PASSAGE SHOWN =
----
Skip to main content

SPDK Integration Architecture

Overview​

SPDK (Storage Performance Development Kit) enables kernel-bypass, userspace NVMe I/O in Curvine. Instead of going through the kernel VFS (pread/pwrite), the Worker talks directly to an NVMe-oF target via TCP or RDMA, using a dedicated poller thread and DMA hugepage buffers for minimal latency.

Curvine uses SPDK as a remote block device — the NVMe-oF target can be a physical NVMe drive on the same host, a dedicated SPDK target container, or a remote storage node. The Worker opens SpdkBdev handles (analogous to LocalFile) and issues read/write I/O through the BlockIO trait.

When to Use SPDK​

SPDK natively reaches over 10 million IOPS on a single core[1]. Curvine's SPDK path targets workloads where kernel VFS overhead dominates — use it when you need lower latency or higher throughput than LocalFile can provide.

System Architecture​

Key Components​

SpdkEnv (Global Environment)​

orpc/src/io/spdk_env.rs

Singleton that initializes the SPDK application framework (DPDK EAL, hugepages, reactor mask). On startup it:

  1. Allocates hugepages for DMA buffers
  2. Sets CPU affinity via reactor_mask
  3. Discovers NVMe-oF targets and their namespaces
  4. Creates the SpdkPoller thread
  5. Maintains a qpair pool per controller

Only one SpdkEnv exists per Worker process. It is initialized from SpdkConf.

SpdkEnvState​

orpc/src/io/spdk_env.rs

Three-state lifecycle machine controlling SpdkEnv initialization and shutdown:

Stored as AtomicU8 for lock-free reads. The state gates handle acquisition (acquire_handle increments then verifies Initialized) and prevents concurrent shutdown (CAS transitions Initialized → ShutDown).

SPDK FFI Layer​

orpc/src/io/spdk_ffi.rs

Curvine interacts with the SPDK C library through a thin FFI layer that insulates Rust code from SPDK's C ABI. Three techniques are used:

  • Opaque ZST pointers: SPDK types like spdk_nvme_ctrlr are declared as zero-sized enums in Rust — they exist only for compile-time type safety. At runtime they are raw pointers passed straight to C.
  • Fixed-size byte buffers: SPDK C structs (async context, namespace data) are represented as [u8; N] with #[repr(C, align(8))] instead of matching the C layout field-by-field. This avoids version-dependent layout mismatches.
  • curvine_* C helper functions: Small C wrappers that set struct fields at known offsets. For example, Rust calls curvine_spdk_async_ctx_init(...) rather than manipulating C struct fields directly. At init, a runtime sizeof() check compares the Rust buffer size against the real C struct size, catching ABI drift immediately.

SpdkPoller (Dedicated I/O Thread)​

orpc/src/io/spdk_poller.rs

SPDK requires all NVMe submission and completion processing to run on a single thread that holds the SPDK reactor context. SpdkPoller bridges the async handler threads (which issue I/O) to the synchronous SPDK polling loop.
----
THE INPUT =

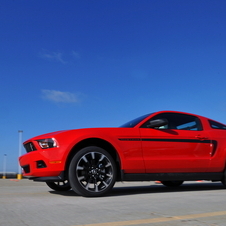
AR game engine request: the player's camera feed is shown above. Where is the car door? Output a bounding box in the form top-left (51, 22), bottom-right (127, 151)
top-left (140, 113), bottom-right (211, 173)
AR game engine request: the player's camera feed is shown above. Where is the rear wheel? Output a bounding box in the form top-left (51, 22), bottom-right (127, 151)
top-left (161, 180), bottom-right (184, 187)
top-left (69, 146), bottom-right (116, 197)
top-left (46, 180), bottom-right (71, 191)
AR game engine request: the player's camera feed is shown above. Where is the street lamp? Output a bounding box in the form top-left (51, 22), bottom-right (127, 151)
top-left (17, 130), bottom-right (23, 180)
top-left (2, 154), bottom-right (7, 179)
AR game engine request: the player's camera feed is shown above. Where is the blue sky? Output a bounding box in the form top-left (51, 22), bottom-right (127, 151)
top-left (0, 0), bottom-right (226, 171)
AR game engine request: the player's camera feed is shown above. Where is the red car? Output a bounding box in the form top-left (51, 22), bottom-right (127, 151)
top-left (19, 111), bottom-right (226, 196)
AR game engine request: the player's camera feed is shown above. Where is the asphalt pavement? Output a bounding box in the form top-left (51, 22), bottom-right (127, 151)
top-left (0, 179), bottom-right (226, 226)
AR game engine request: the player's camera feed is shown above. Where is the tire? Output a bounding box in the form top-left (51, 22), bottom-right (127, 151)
top-left (161, 180), bottom-right (184, 187)
top-left (46, 180), bottom-right (71, 191)
top-left (69, 146), bottom-right (116, 197)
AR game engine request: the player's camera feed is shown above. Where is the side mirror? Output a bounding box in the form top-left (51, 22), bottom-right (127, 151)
top-left (147, 118), bottom-right (168, 128)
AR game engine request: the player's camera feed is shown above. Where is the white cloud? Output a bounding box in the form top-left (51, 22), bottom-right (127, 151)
top-left (40, 50), bottom-right (67, 64)
top-left (42, 89), bottom-right (79, 103)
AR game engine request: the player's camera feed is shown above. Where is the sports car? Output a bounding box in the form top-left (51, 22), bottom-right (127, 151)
top-left (19, 111), bottom-right (226, 197)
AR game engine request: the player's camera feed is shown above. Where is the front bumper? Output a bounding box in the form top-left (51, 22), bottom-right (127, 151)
top-left (19, 148), bottom-right (64, 178)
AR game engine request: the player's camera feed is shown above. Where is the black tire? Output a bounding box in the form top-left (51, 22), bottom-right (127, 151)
top-left (69, 146), bottom-right (116, 197)
top-left (46, 180), bottom-right (71, 191)
top-left (161, 180), bottom-right (184, 187)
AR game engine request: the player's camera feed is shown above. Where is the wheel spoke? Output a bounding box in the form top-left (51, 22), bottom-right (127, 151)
top-left (76, 151), bottom-right (113, 192)
top-left (76, 166), bottom-right (85, 170)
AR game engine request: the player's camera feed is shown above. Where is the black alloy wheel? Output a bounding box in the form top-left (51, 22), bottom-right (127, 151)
top-left (161, 180), bottom-right (184, 187)
top-left (69, 146), bottom-right (116, 197)
top-left (46, 180), bottom-right (71, 191)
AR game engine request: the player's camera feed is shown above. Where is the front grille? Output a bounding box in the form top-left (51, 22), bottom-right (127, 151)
top-left (24, 142), bottom-right (37, 153)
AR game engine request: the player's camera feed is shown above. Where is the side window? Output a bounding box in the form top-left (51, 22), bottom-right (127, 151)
top-left (209, 120), bottom-right (226, 130)
top-left (142, 113), bottom-right (202, 131)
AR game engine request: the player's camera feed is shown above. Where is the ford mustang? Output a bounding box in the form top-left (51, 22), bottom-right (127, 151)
top-left (19, 111), bottom-right (226, 197)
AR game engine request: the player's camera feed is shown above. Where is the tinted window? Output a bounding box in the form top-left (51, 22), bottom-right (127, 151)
top-left (120, 114), bottom-right (151, 128)
top-left (209, 120), bottom-right (226, 130)
top-left (142, 113), bottom-right (202, 130)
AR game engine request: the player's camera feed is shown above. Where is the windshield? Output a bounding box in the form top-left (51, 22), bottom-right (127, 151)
top-left (120, 113), bottom-right (153, 128)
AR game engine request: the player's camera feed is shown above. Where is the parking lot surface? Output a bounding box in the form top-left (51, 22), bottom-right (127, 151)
top-left (0, 179), bottom-right (226, 226)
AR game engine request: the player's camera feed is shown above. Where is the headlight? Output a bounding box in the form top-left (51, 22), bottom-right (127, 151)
top-left (37, 138), bottom-right (58, 149)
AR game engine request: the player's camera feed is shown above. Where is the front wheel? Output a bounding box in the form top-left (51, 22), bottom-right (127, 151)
top-left (161, 180), bottom-right (184, 187)
top-left (69, 146), bottom-right (116, 197)
top-left (46, 180), bottom-right (71, 191)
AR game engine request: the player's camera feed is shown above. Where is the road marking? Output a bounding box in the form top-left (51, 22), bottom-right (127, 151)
top-left (74, 211), bottom-right (226, 226)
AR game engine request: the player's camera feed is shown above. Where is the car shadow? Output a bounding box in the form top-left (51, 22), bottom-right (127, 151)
top-left (49, 182), bottom-right (225, 198)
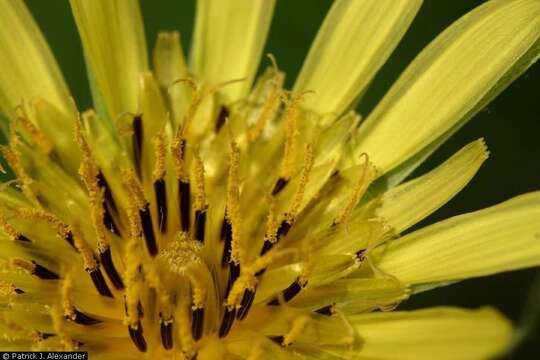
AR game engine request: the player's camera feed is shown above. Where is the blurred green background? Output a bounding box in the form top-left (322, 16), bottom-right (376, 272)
top-left (26, 0), bottom-right (540, 359)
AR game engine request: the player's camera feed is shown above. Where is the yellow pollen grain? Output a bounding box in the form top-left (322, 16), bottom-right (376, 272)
top-left (75, 118), bottom-right (109, 252)
top-left (264, 196), bottom-right (279, 244)
top-left (122, 169), bottom-right (147, 210)
top-left (124, 207), bottom-right (142, 329)
top-left (282, 316), bottom-right (310, 346)
top-left (0, 211), bottom-right (21, 240)
top-left (72, 226), bottom-right (99, 272)
top-left (225, 141), bottom-right (241, 263)
top-left (334, 153), bottom-right (374, 225)
top-left (177, 296), bottom-right (195, 358)
top-left (16, 208), bottom-right (69, 240)
top-left (60, 273), bottom-right (76, 320)
top-left (152, 131), bottom-right (167, 181)
top-left (226, 271), bottom-right (258, 309)
top-left (0, 134), bottom-right (42, 208)
top-left (194, 151), bottom-right (206, 210)
top-left (286, 144), bottom-right (313, 224)
top-left (9, 258), bottom-right (36, 274)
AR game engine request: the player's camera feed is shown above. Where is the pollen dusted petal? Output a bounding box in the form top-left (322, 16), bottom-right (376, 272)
top-left (0, 0), bottom-right (70, 115)
top-left (294, 0), bottom-right (422, 116)
top-left (374, 192), bottom-right (540, 285)
top-left (351, 307), bottom-right (512, 360)
top-left (375, 139), bottom-right (489, 233)
top-left (70, 0), bottom-right (148, 123)
top-left (356, 0), bottom-right (540, 176)
top-left (191, 0), bottom-right (275, 102)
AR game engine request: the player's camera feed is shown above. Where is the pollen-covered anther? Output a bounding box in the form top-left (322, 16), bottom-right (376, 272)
top-left (15, 208), bottom-right (71, 247)
top-left (334, 153), bottom-right (375, 225)
top-left (156, 232), bottom-right (203, 276)
top-left (0, 211), bottom-right (30, 242)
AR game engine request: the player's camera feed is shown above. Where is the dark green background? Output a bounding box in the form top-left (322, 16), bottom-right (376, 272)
top-left (22, 0), bottom-right (540, 359)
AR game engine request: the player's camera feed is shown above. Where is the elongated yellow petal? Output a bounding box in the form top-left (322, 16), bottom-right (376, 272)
top-left (70, 0), bottom-right (148, 120)
top-left (356, 0), bottom-right (540, 171)
top-left (0, 0), bottom-right (69, 114)
top-left (350, 307), bottom-right (512, 360)
top-left (191, 0), bottom-right (275, 102)
top-left (295, 0), bottom-right (422, 115)
top-left (378, 192), bottom-right (540, 284)
top-left (153, 32), bottom-right (190, 124)
top-left (377, 140), bottom-right (488, 233)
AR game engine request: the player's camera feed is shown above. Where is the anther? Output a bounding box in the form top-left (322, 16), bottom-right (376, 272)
top-left (65, 308), bottom-right (102, 326)
top-left (159, 319), bottom-right (173, 350)
top-left (99, 248), bottom-right (124, 290)
top-left (191, 307), bottom-right (204, 341)
top-left (272, 177), bottom-right (289, 196)
top-left (139, 203), bottom-right (158, 256)
top-left (221, 219), bottom-right (232, 267)
top-left (178, 180), bottom-right (191, 232)
top-left (315, 305), bottom-right (335, 316)
top-left (11, 258), bottom-right (60, 280)
top-left (216, 105), bottom-right (230, 133)
top-left (128, 321), bottom-right (147, 352)
top-left (89, 268), bottom-right (113, 298)
top-left (154, 179), bottom-right (167, 233)
top-left (195, 209), bottom-right (206, 243)
top-left (132, 114), bottom-right (143, 179)
top-left (236, 289), bottom-right (256, 320)
top-left (218, 306), bottom-right (236, 338)
top-left (96, 170), bottom-right (118, 211)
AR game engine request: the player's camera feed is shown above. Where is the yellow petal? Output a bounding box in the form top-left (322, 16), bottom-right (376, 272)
top-left (350, 307), bottom-right (512, 360)
top-left (375, 192), bottom-right (540, 284)
top-left (0, 0), bottom-right (70, 114)
top-left (153, 32), bottom-right (190, 124)
top-left (356, 0), bottom-right (540, 172)
top-left (70, 0), bottom-right (148, 121)
top-left (191, 0), bottom-right (275, 102)
top-left (377, 139), bottom-right (488, 233)
top-left (294, 0), bottom-right (422, 115)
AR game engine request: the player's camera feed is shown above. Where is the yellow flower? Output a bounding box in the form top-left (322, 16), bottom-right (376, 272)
top-left (0, 0), bottom-right (540, 360)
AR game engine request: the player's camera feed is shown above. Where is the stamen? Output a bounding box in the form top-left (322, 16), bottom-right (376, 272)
top-left (286, 144), bottom-right (313, 224)
top-left (225, 141), bottom-right (241, 263)
top-left (132, 114), bottom-right (143, 179)
top-left (191, 307), bottom-right (204, 341)
top-left (16, 208), bottom-right (73, 249)
top-left (216, 105), bottom-right (230, 133)
top-left (248, 67), bottom-right (283, 142)
top-left (194, 152), bottom-right (208, 243)
top-left (218, 306), bottom-right (236, 338)
top-left (99, 248), bottom-right (124, 290)
top-left (0, 211), bottom-right (30, 242)
top-left (128, 321), bottom-right (147, 352)
top-left (10, 258), bottom-right (60, 280)
top-left (0, 136), bottom-right (42, 208)
top-left (272, 177), bottom-right (289, 196)
top-left (122, 169), bottom-right (158, 256)
top-left (153, 132), bottom-right (167, 233)
top-left (178, 180), bottom-right (191, 232)
top-left (221, 218), bottom-right (232, 267)
top-left (159, 318), bottom-right (173, 350)
top-left (75, 120), bottom-right (109, 252)
top-left (315, 304), bottom-right (336, 316)
top-left (334, 153), bottom-right (375, 225)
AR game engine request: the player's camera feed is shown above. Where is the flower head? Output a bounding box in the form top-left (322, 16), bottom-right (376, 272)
top-left (0, 0), bottom-right (540, 359)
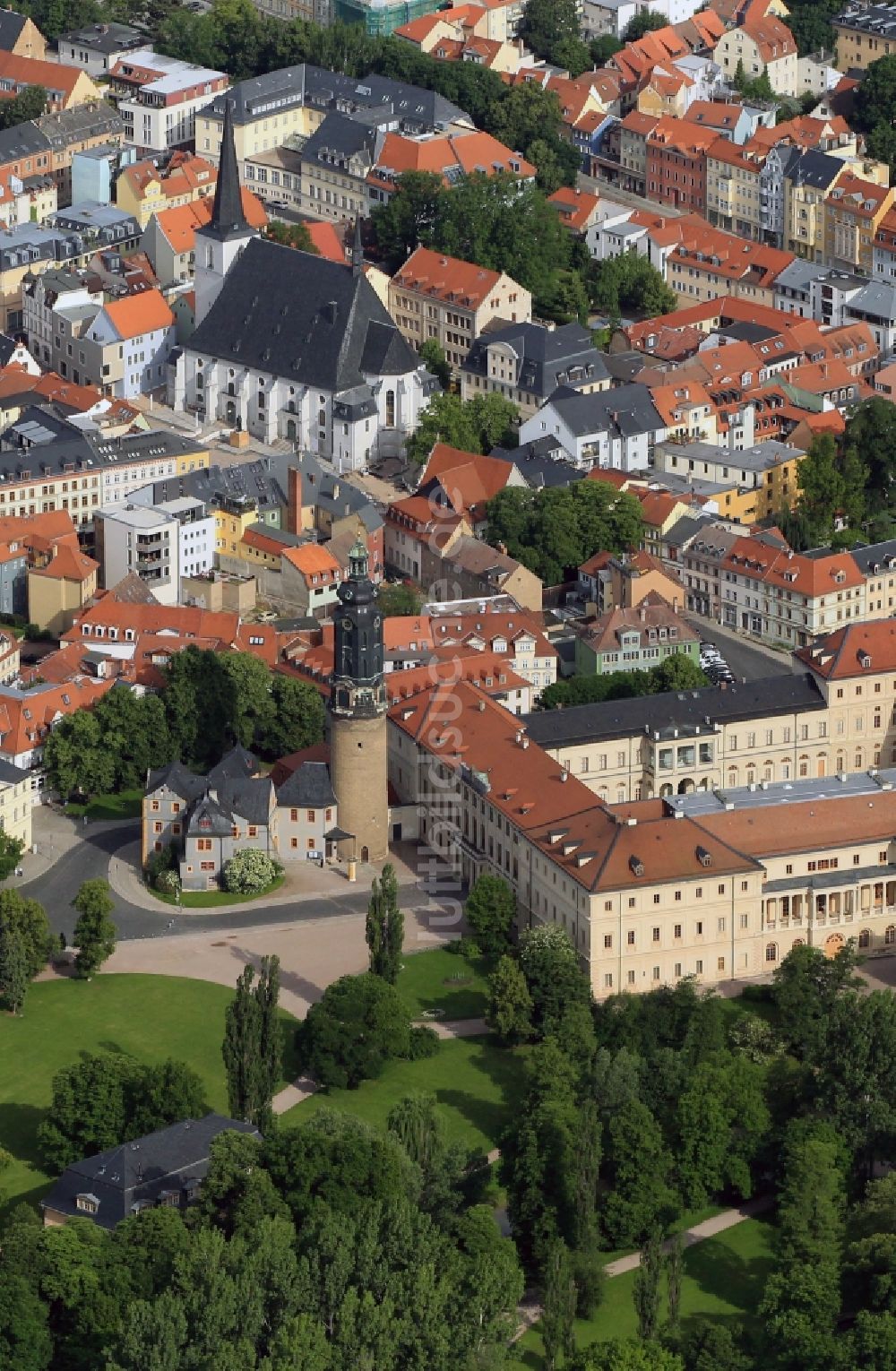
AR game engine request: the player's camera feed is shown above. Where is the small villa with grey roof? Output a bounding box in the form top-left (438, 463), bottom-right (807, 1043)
----
DIRECTION A = Duplicate the part of the SPDK integration page starting at "SPDK requires all" and ending at "SPDK polling loop.".
DIRECTION B = Format the lines in the entries as a numbered list, starting at the line containing "is the stamen?" and ending at the line containing "top-left (10, 258), bottom-right (60, 280)", both included, with blank lines left out.

FULL OUTPUT A =
SPDK requires all NVMe submission and completion processing to run on a single thread that holds the SPDK reactor context. SpdkPoller bridges the async handler threads (which issue I/O) to the synchronous SPDK polling loop.

FULL OUTPUT B =
1. AR game engine request: the player's camera feed is shown above. Where is the stamen? Output a bounding box in the form top-left (322, 16), bottom-right (376, 272)
2. top-left (286, 144), bottom-right (313, 224)
3. top-left (225, 141), bottom-right (241, 263)
4. top-left (132, 114), bottom-right (143, 179)
5. top-left (191, 307), bottom-right (204, 341)
6. top-left (16, 208), bottom-right (73, 249)
7. top-left (216, 105), bottom-right (230, 133)
8. top-left (248, 67), bottom-right (283, 142)
9. top-left (194, 152), bottom-right (208, 243)
10. top-left (218, 306), bottom-right (236, 338)
11. top-left (99, 248), bottom-right (124, 290)
12. top-left (0, 211), bottom-right (30, 242)
13. top-left (128, 321), bottom-right (147, 352)
14. top-left (10, 258), bottom-right (60, 280)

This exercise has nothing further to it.